-- begin Supplied text --

In Praise of Movie GIFs

By vivisecting iconic scenes into memorable moments, memes put the craft of film-making under the microscope.

Anyone with an Internet connection has, at some point, stumbled across a GIF and stared at it for an unnerving amount of time as it repeated itself over and over. GIFs come in the silly, the surreal, and the sexy, but they are all transfixing in essentially the same way: They force browsers to focus on a very distinct movement or gesture. They capture moment instead of scene, which is what makes so many movie GIFs so fascinating. Clips of Wolf of Wall Street or Raging Bull might not be the best way to understand Scorcese (watch the damn movies), but they are master classes in technique and expression.

If that sounds a bit artsy, turn your attention to this popular GIF from Stanley Kubrick’sThe Shining, which captures Jack Nicholson’s penchant for veering from terrifyingly tranquil to crazily manic at the drop of a dime.

Impressive, right? Now check out this GIF of Alison Pill pretending to blow her brains out—replete with a spot-on graphical punctuation—culled from Edgar Wright’s underrated rock ‘n’ roll videogame saga Scott Pilgrim vs. the World.



You’ve made that gesture before. But not like that. She really nails it.

By focusing on the same few seconds over and over again, GIFs compel us to concentrate so fully on the actor’s gestures and appearance, the director’s cinematographic choices, and the scene’s production and set design that they distill, and enhance, the power of a refine gesture—even if it’s the trite protest of an angsty teenager. GIFs reveal why their chosen material is (or should be) memorable in the first place.

-- end Supplied text --

> **Request A**: Using the essay on movie GIFs, explain in one to three sentences how watching the same few seconds again and again brings out the strength of a gesture.
> **Request B**: Carry on the essay on movie GIFs, picking up right after its final sentence.
The listing that comes next has nothing to do with the essay on movie GIFs.

-- begin Entries shown --

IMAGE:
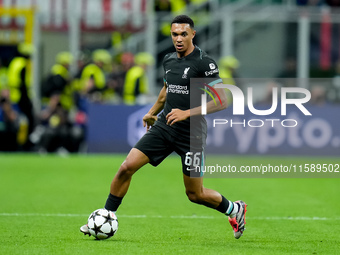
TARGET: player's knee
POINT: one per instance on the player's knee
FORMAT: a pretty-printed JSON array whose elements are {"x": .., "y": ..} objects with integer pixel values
[
  {"x": 194, "y": 197},
  {"x": 126, "y": 169}
]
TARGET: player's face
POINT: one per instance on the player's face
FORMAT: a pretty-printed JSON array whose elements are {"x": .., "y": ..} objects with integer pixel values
[{"x": 182, "y": 36}]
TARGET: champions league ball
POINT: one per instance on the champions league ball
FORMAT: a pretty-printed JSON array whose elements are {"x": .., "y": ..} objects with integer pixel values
[{"x": 102, "y": 224}]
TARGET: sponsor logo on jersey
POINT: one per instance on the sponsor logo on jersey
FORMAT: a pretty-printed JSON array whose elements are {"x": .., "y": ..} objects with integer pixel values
[
  {"x": 212, "y": 66},
  {"x": 207, "y": 73},
  {"x": 185, "y": 74},
  {"x": 177, "y": 89}
]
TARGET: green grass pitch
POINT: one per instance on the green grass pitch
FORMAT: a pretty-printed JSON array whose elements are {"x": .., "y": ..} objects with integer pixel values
[{"x": 45, "y": 199}]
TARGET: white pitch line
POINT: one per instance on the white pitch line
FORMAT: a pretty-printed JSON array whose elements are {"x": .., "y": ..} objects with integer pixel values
[{"x": 302, "y": 218}]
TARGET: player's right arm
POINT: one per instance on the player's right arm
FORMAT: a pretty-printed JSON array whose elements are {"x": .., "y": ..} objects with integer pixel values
[{"x": 150, "y": 118}]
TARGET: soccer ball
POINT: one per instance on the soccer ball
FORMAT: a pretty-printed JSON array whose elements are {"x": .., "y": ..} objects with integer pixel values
[{"x": 102, "y": 224}]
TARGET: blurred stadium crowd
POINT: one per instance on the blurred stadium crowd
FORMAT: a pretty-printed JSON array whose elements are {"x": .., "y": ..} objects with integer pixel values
[{"x": 110, "y": 75}]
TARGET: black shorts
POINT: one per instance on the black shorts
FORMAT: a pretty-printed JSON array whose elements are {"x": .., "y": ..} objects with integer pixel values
[{"x": 157, "y": 144}]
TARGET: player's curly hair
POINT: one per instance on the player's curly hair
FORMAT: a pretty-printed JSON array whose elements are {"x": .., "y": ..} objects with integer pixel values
[{"x": 183, "y": 19}]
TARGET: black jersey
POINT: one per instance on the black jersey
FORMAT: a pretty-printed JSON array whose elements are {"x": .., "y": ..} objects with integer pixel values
[{"x": 177, "y": 75}]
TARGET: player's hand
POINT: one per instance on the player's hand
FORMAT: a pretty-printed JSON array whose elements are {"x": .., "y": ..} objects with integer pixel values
[
  {"x": 176, "y": 115},
  {"x": 149, "y": 120}
]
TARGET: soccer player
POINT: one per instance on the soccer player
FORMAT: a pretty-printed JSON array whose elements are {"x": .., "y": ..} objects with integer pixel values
[{"x": 171, "y": 131}]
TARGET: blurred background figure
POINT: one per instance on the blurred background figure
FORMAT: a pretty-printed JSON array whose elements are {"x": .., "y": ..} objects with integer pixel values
[
  {"x": 116, "y": 79},
  {"x": 318, "y": 95},
  {"x": 9, "y": 122},
  {"x": 19, "y": 81},
  {"x": 136, "y": 82},
  {"x": 58, "y": 130},
  {"x": 93, "y": 76}
]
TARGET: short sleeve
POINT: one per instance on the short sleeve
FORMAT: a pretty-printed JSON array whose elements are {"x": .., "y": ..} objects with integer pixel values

-- end Entries shown --

> **Output A**: Because a GIF repeats the same few seconds over and over, it makes viewers concentrate fully on the actor's gestures and appearance, the director's cinematographic choices, and the scene's production and set design. That focus distills and enhances the power of a refined gesture and shows why the material is, or should be, memorable.

> **Output B**:
With regards to classic films, GIFs oblige us to study, and restudy, and then restudy some more, the reasons that a given twinkle in the eye, choice line delivery, or offhand movement became iconic in the first place. Thus, the sight of a smirking Tom Cruise donning sunglasses in Top Gun conveys not only the good-natured cockiness that defined his early sex appeal, but also the smooth, offhand manner in which he exuded that masculinity. 



On the other hand, to continually gaze at Luke Skywalker articulating his inner torment over the discovery of his father’s dark identity in Star Wars Episode V: The Empire Strikes Back is to witness the depths of both the character’s horror, and the demented commitment of Mark Hamill’s performance.



Finding one’s favorite movie passage in GIF form is frequently as easy as a quick Google search—just as creating one from a YouTube video is a simple process achieved through any number of free online GIF-generating services (such as Make a GIF). Yet while GIFs allow users to draw attention to some of their favorite cinematic images, they also function as a vehicle for contemporary analysis and canonization. Thanks to teaser trailers, advance featurettes, and leaked copies of movies flooding the Internet months before films even come out—as well as legitimate digital versions of the films becoming available for rental and purchase a few months after they first debut in theaters—movie fans can now create timely GIFs that influence popular opinion about new film releases. These news-pegged GIFs are now defining iconic shots. This highlights excellent filmmaking and subtle acting rather than spectacle, which is good news for audience. Modern movies, after all, don’t lack for spectacle.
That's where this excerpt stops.